**WHAT THIS TASK INVOLVES:** Nothing but the lines from the one containing "# return x and y for each instance of the overcast" through the final line of the data should be repeated, and each must be exact.

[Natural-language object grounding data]
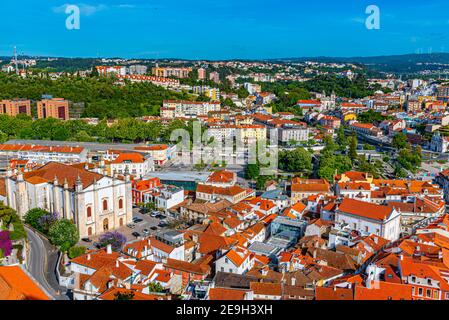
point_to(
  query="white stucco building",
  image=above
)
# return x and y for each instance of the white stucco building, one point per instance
(384, 221)
(96, 203)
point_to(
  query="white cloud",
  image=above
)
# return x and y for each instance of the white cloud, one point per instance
(126, 6)
(358, 20)
(85, 9)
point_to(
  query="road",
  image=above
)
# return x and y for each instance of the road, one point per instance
(41, 263)
(146, 223)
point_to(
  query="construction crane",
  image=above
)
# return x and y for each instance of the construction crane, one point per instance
(15, 60)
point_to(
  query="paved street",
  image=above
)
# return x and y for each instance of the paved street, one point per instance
(146, 223)
(41, 263)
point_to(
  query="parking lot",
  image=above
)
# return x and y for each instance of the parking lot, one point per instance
(147, 222)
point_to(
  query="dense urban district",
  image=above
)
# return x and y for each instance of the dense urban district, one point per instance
(97, 201)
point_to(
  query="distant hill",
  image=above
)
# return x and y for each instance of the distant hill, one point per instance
(401, 64)
(407, 63)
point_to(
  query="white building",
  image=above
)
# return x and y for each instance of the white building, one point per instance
(134, 163)
(383, 221)
(188, 109)
(44, 154)
(439, 143)
(168, 197)
(237, 260)
(94, 202)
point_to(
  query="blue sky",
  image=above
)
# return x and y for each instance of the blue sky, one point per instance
(223, 29)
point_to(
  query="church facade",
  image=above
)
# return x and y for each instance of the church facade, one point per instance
(94, 202)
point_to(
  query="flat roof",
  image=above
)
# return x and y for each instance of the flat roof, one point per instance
(186, 176)
(263, 248)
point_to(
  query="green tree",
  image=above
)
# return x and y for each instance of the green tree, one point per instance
(399, 141)
(252, 171)
(9, 218)
(64, 234)
(298, 160)
(33, 216)
(353, 147)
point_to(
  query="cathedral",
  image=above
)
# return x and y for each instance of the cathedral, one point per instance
(94, 202)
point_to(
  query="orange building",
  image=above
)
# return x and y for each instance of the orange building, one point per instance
(14, 107)
(53, 108)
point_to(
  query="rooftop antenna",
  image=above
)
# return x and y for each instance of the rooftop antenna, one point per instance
(15, 60)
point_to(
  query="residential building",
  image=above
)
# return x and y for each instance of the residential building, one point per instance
(43, 154)
(15, 107)
(133, 163)
(384, 221)
(95, 203)
(53, 108)
(303, 188)
(188, 109)
(171, 72)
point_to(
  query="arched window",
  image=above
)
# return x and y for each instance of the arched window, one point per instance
(105, 224)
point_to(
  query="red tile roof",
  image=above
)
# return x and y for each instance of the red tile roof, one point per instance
(365, 209)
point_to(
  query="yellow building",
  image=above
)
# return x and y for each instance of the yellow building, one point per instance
(349, 116)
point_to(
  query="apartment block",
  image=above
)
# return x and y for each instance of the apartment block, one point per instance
(53, 108)
(15, 107)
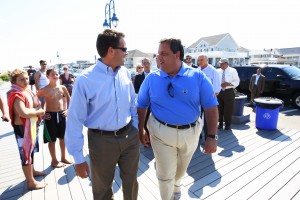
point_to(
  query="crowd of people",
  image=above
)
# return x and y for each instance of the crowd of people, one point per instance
(166, 109)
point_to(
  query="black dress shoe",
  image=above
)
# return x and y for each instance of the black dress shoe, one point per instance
(227, 127)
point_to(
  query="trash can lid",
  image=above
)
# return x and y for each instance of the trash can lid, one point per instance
(241, 97)
(268, 100)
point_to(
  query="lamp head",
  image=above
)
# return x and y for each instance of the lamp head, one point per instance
(105, 25)
(115, 20)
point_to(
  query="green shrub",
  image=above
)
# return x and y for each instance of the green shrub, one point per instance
(5, 76)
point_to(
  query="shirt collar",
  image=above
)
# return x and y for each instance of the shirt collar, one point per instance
(105, 68)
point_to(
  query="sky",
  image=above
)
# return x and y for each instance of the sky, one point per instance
(32, 30)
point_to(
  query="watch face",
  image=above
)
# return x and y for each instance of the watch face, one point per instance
(213, 136)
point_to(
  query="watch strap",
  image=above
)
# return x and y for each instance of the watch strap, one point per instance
(213, 136)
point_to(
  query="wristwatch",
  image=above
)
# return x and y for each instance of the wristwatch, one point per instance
(213, 136)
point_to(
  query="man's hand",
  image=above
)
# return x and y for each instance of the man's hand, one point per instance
(144, 139)
(210, 146)
(65, 113)
(82, 170)
(46, 116)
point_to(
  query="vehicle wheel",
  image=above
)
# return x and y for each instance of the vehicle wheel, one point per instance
(296, 100)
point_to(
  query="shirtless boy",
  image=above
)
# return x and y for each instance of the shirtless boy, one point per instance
(55, 116)
(24, 109)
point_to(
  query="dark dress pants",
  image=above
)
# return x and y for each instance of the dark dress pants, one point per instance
(106, 151)
(226, 106)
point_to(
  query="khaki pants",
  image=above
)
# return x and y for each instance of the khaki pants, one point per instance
(108, 151)
(173, 150)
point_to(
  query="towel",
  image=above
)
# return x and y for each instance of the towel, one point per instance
(28, 123)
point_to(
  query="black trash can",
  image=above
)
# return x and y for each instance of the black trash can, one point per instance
(239, 102)
(267, 110)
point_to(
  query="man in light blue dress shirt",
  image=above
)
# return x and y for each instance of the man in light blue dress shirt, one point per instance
(103, 100)
(213, 75)
(175, 92)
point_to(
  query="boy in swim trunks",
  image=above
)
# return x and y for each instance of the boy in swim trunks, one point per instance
(55, 116)
(24, 110)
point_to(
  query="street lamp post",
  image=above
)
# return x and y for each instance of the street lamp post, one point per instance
(110, 19)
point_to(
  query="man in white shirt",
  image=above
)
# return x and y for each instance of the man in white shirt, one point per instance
(189, 61)
(229, 79)
(257, 85)
(213, 75)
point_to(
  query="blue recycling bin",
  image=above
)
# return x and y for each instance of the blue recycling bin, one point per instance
(267, 110)
(239, 105)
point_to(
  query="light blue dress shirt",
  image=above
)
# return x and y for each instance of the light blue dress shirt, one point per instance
(101, 99)
(190, 89)
(213, 75)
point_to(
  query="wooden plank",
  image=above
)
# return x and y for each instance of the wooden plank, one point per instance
(74, 184)
(216, 162)
(212, 182)
(11, 193)
(282, 182)
(41, 165)
(291, 189)
(239, 170)
(267, 170)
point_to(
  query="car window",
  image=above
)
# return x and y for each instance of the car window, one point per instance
(292, 71)
(272, 73)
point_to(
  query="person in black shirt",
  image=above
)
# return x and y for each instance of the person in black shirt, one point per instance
(31, 73)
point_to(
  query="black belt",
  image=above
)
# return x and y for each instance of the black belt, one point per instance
(113, 133)
(185, 126)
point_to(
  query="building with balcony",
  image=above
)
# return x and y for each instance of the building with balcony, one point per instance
(286, 56)
(217, 47)
(290, 56)
(135, 57)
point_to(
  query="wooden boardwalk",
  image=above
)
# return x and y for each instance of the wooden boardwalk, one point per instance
(249, 164)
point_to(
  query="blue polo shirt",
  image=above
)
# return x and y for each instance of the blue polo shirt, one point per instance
(181, 102)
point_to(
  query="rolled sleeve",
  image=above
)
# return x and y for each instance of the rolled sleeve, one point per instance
(143, 99)
(236, 79)
(77, 111)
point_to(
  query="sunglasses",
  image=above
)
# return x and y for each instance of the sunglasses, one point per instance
(121, 48)
(171, 90)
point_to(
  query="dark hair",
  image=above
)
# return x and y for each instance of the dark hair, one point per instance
(49, 70)
(15, 74)
(175, 45)
(109, 38)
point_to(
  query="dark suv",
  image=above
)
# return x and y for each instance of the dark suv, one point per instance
(282, 81)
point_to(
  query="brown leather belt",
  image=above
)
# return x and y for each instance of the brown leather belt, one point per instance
(185, 126)
(113, 133)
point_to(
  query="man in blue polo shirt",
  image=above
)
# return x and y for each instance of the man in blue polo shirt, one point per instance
(176, 93)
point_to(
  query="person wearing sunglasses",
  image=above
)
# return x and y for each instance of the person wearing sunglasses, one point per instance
(103, 100)
(67, 79)
(189, 61)
(139, 70)
(41, 79)
(176, 93)
(139, 78)
(213, 75)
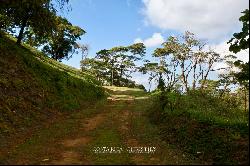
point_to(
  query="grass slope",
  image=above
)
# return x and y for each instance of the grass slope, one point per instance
(34, 88)
(204, 127)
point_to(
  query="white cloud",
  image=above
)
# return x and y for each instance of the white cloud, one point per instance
(155, 40)
(211, 19)
(223, 50)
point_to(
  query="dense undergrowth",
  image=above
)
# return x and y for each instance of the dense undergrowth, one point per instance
(213, 130)
(34, 88)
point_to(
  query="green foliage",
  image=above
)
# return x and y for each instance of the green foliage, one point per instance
(35, 88)
(29, 13)
(62, 42)
(114, 66)
(211, 129)
(240, 41)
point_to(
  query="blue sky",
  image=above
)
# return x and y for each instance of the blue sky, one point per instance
(111, 23)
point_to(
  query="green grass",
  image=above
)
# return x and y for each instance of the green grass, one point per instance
(35, 88)
(206, 128)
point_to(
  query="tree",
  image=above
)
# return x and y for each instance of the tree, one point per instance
(120, 61)
(240, 41)
(62, 43)
(29, 14)
(187, 54)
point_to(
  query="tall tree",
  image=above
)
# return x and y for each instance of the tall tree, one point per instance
(61, 44)
(186, 60)
(121, 60)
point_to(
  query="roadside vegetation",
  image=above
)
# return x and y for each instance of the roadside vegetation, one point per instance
(205, 120)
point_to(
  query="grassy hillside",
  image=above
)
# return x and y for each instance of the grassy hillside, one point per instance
(201, 125)
(34, 88)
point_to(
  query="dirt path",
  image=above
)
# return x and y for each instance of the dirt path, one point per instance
(113, 132)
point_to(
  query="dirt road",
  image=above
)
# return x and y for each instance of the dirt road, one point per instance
(114, 131)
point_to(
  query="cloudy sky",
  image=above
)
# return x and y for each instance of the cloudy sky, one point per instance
(112, 23)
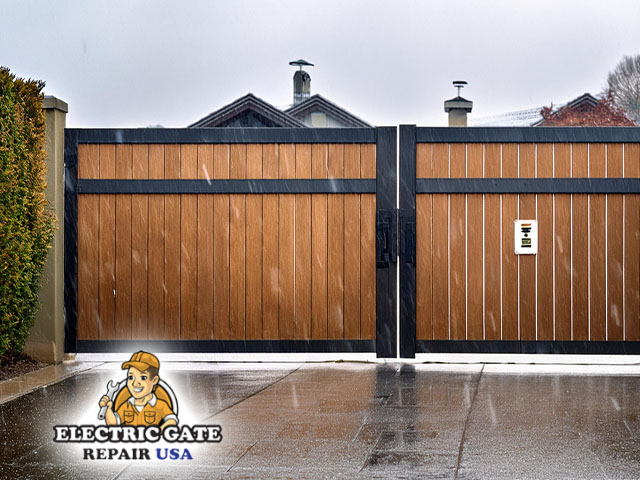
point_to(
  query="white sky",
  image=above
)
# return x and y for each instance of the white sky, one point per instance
(138, 63)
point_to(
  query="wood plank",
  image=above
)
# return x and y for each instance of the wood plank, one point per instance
(221, 247)
(475, 327)
(615, 222)
(580, 252)
(270, 282)
(319, 246)
(237, 251)
(172, 247)
(527, 263)
(107, 247)
(368, 246)
(597, 249)
(205, 229)
(424, 251)
(139, 246)
(632, 247)
(440, 234)
(156, 247)
(545, 247)
(492, 241)
(352, 166)
(88, 224)
(562, 245)
(287, 255)
(335, 240)
(510, 325)
(457, 253)
(123, 246)
(302, 328)
(254, 247)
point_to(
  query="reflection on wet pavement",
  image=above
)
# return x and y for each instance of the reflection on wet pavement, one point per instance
(351, 420)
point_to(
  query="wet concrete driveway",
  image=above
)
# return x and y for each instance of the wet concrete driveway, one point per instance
(352, 420)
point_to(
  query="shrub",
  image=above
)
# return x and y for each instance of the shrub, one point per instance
(26, 223)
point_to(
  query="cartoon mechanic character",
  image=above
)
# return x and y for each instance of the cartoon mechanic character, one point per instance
(138, 404)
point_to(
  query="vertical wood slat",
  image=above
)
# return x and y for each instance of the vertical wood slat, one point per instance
(302, 327)
(123, 246)
(615, 222)
(492, 242)
(545, 272)
(253, 266)
(424, 251)
(270, 225)
(368, 247)
(287, 248)
(319, 246)
(457, 254)
(632, 247)
(188, 245)
(440, 234)
(335, 242)
(156, 247)
(509, 259)
(139, 246)
(597, 249)
(88, 225)
(237, 250)
(562, 246)
(580, 244)
(172, 259)
(204, 241)
(527, 263)
(474, 228)
(221, 247)
(352, 166)
(106, 251)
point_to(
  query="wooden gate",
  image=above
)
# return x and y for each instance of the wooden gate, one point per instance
(229, 240)
(463, 289)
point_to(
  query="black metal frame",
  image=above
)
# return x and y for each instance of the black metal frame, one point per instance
(384, 186)
(410, 135)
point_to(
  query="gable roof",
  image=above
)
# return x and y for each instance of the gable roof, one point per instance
(247, 105)
(319, 103)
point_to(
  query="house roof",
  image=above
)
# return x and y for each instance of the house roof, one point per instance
(243, 105)
(319, 103)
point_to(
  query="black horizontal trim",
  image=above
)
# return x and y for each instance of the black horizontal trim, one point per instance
(227, 346)
(341, 185)
(527, 134)
(528, 185)
(506, 346)
(224, 135)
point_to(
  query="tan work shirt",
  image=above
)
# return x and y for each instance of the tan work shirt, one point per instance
(153, 412)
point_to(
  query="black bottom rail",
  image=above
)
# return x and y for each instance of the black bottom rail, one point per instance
(506, 346)
(226, 346)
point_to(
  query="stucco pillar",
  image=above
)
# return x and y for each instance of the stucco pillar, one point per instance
(46, 338)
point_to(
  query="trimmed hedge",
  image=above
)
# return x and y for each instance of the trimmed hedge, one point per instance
(26, 223)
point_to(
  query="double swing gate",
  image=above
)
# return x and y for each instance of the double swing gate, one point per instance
(289, 240)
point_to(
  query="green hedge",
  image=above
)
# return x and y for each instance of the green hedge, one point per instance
(26, 223)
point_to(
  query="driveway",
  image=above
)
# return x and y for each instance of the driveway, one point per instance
(349, 420)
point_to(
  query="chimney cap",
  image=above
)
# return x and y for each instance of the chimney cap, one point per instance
(300, 63)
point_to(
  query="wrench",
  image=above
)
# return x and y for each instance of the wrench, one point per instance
(112, 389)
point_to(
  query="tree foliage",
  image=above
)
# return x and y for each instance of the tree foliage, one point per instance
(26, 223)
(603, 114)
(624, 84)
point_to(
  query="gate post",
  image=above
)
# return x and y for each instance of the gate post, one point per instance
(386, 177)
(407, 234)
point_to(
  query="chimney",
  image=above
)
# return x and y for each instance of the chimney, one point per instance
(301, 81)
(458, 107)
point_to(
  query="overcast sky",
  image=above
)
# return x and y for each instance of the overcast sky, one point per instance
(133, 63)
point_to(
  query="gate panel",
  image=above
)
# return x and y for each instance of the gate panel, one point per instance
(472, 293)
(228, 246)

**OUTPUT OF THE TASK:**
# return x and y for each instance of the overcast sky, one point per instance
(133, 63)
point_to(
  query="gate panel",
  image=above
)
# return x and y for each instance of the gate panel, one point per instance
(472, 293)
(228, 246)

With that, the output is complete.